(DATA EXTRACTS Opens)
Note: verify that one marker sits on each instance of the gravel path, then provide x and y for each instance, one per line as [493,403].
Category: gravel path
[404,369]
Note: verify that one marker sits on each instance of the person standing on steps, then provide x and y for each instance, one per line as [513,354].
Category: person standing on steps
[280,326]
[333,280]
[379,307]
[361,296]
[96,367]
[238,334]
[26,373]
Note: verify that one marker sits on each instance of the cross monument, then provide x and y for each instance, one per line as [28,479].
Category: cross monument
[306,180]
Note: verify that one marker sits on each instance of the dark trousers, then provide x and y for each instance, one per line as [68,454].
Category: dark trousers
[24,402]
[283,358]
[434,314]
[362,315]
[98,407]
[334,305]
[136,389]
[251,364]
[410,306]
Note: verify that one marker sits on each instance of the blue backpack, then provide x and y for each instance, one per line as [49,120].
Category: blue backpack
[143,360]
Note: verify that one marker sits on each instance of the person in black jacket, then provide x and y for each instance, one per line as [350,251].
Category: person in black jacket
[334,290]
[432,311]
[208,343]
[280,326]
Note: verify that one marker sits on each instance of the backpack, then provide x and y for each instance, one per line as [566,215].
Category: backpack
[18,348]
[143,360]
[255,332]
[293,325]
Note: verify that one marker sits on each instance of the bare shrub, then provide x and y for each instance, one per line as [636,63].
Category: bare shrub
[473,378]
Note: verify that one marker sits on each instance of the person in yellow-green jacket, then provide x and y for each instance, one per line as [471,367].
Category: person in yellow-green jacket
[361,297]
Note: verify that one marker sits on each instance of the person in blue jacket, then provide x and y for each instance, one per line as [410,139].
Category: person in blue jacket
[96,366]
(DATA EXTRACTS Closes)
Copy exactly the lines above, from the one containing "Category: dark trousers" through the very last line.

= ANSWER BELOW =
Category: dark trousers
[24,402]
[283,358]
[434,314]
[362,315]
[98,407]
[334,305]
[136,389]
[251,364]
[410,306]
Note: verify that one marker sits on each instance of the blue backpack, then provide x and y for each instance, one per line as [49,120].
Category: blue backpack
[143,360]
Note: verify that one marker sits on each instance of the person in black jacket, then provide x and y for each instance, one per line as [350,251].
Category: person in black jacket
[334,290]
[432,311]
[208,343]
[280,326]
Note: verify that one marker sits on each instance of the backpack, then provide x and y for each instance, one per line as [566,215].
Category: backpack
[18,348]
[143,360]
[255,332]
[293,325]
Note: verify that one marker sits on each instance of the bare shrub, then provide x and y for each instance, one per line as [636,63].
Category: bare shrub
[473,378]
Note: verify that one marker sits on each instance of the person in yellow-green jacket, then provide x and y for each instance, one per line as [471,367].
Category: person in yellow-green jacket
[361,297]
Note: verify that one marker sits on each instance of the person in blue jacket, then provide x and y for each instance, one per line as [410,139].
Category: person in blue jacket
[96,366]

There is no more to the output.